> [Data shown]:
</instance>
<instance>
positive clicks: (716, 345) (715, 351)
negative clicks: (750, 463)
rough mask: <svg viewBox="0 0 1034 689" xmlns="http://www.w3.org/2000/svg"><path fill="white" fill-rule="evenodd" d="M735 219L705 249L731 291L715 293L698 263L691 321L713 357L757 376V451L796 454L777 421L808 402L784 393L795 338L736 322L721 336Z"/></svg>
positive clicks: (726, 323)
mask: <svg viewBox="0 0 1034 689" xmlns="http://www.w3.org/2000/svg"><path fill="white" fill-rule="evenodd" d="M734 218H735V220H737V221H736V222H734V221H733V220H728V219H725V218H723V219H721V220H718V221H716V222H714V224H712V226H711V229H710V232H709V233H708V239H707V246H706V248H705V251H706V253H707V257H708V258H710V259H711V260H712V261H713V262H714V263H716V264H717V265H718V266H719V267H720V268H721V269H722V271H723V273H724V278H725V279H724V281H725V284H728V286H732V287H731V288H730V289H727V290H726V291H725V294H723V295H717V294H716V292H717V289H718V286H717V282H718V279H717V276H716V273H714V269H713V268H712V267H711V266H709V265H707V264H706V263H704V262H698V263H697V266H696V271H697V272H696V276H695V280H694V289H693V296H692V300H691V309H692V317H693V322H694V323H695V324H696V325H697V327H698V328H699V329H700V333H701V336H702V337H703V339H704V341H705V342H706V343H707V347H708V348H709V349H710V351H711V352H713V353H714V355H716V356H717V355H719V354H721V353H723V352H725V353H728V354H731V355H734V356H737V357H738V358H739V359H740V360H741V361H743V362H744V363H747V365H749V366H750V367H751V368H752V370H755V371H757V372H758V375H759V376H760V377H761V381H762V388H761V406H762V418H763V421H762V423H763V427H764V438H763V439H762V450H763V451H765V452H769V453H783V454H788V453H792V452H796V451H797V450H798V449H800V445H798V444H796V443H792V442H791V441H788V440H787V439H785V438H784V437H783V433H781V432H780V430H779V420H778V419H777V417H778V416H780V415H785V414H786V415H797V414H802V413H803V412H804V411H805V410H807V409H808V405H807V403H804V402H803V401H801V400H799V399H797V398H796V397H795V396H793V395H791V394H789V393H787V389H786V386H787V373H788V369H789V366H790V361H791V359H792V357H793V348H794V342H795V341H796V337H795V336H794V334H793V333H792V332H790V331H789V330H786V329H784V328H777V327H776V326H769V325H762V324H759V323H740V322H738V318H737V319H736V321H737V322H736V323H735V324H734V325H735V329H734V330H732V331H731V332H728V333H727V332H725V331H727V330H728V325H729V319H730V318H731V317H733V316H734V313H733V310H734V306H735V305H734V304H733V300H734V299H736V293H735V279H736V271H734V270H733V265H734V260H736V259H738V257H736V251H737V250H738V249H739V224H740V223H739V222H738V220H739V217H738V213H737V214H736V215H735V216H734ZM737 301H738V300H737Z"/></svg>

> [Your assignment]: Word for word, transcribe each of the entries above.

> [Reply to the task]:
</instance>
<instance>
positive clicks: (716, 345) (715, 351)
negative clicks: (750, 463)
rough mask: <svg viewBox="0 0 1034 689" xmlns="http://www.w3.org/2000/svg"><path fill="white" fill-rule="evenodd" d="M735 219L705 249L731 291L715 293L698 263L691 321L713 357L757 376V451L796 454L777 421L808 402L784 393L795 338L736 322L721 336Z"/></svg>
positive clicks: (726, 323)
mask: <svg viewBox="0 0 1034 689" xmlns="http://www.w3.org/2000/svg"><path fill="white" fill-rule="evenodd" d="M734 218H735V220H737V221H736V222H734V221H733V220H728V219H725V218H723V219H721V220H718V221H716V222H714V224H712V226H711V229H710V232H709V233H708V239H707V246H706V248H705V251H706V253H707V257H708V258H710V259H711V260H712V261H713V262H714V263H716V264H717V265H718V266H719V267H720V268H721V269H722V271H723V273H724V278H725V279H724V281H725V284H728V286H732V287H731V288H730V289H727V290H726V291H725V294H723V295H717V294H716V292H717V289H718V286H717V282H718V279H717V276H716V273H714V269H713V268H712V267H711V266H709V265H707V264H706V263H704V262H698V263H697V266H696V271H697V272H696V276H695V280H694V289H693V296H692V300H691V309H692V317H693V322H694V323H695V324H696V325H697V327H698V328H699V329H700V333H701V336H702V337H703V339H704V341H705V342H706V343H707V347H708V348H709V349H710V351H711V352H713V353H714V355H716V356H717V355H719V354H721V353H723V352H725V353H728V354H731V355H734V356H737V357H738V358H739V359H740V360H741V361H743V362H744V363H747V365H749V366H750V367H751V368H752V370H755V371H757V372H758V375H759V376H760V377H761V381H762V388H761V406H762V418H763V421H762V423H763V427H764V438H763V439H762V450H763V451H765V452H769V453H783V454H788V453H792V452H796V451H797V450H798V449H800V445H798V444H796V443H792V442H791V441H788V440H787V439H785V438H784V437H783V433H781V432H780V430H779V420H778V419H777V417H778V416H780V415H785V414H786V415H797V414H802V413H803V412H804V411H805V410H807V409H808V405H807V403H804V402H803V401H801V400H799V399H797V398H796V397H795V396H793V395H791V394H789V393H787V389H786V386H787V373H788V369H789V366H790V361H791V359H792V357H793V348H794V342H795V341H796V337H795V336H794V334H793V333H792V332H790V331H789V330H786V329H784V328H777V327H776V326H769V325H762V324H759V323H740V322H738V318H737V319H736V321H737V322H736V323H735V324H734V325H735V329H734V330H732V331H731V332H728V333H727V332H725V331H727V330H728V325H729V319H730V318H731V317H733V316H734V313H733V310H734V306H735V305H734V304H733V300H734V299H736V293H735V279H736V271H734V270H733V265H734V260H736V259H738V257H736V251H737V250H738V249H739V224H740V223H739V222H738V220H739V217H738V213H737V214H736V215H735V216H734ZM737 301H738V300H737Z"/></svg>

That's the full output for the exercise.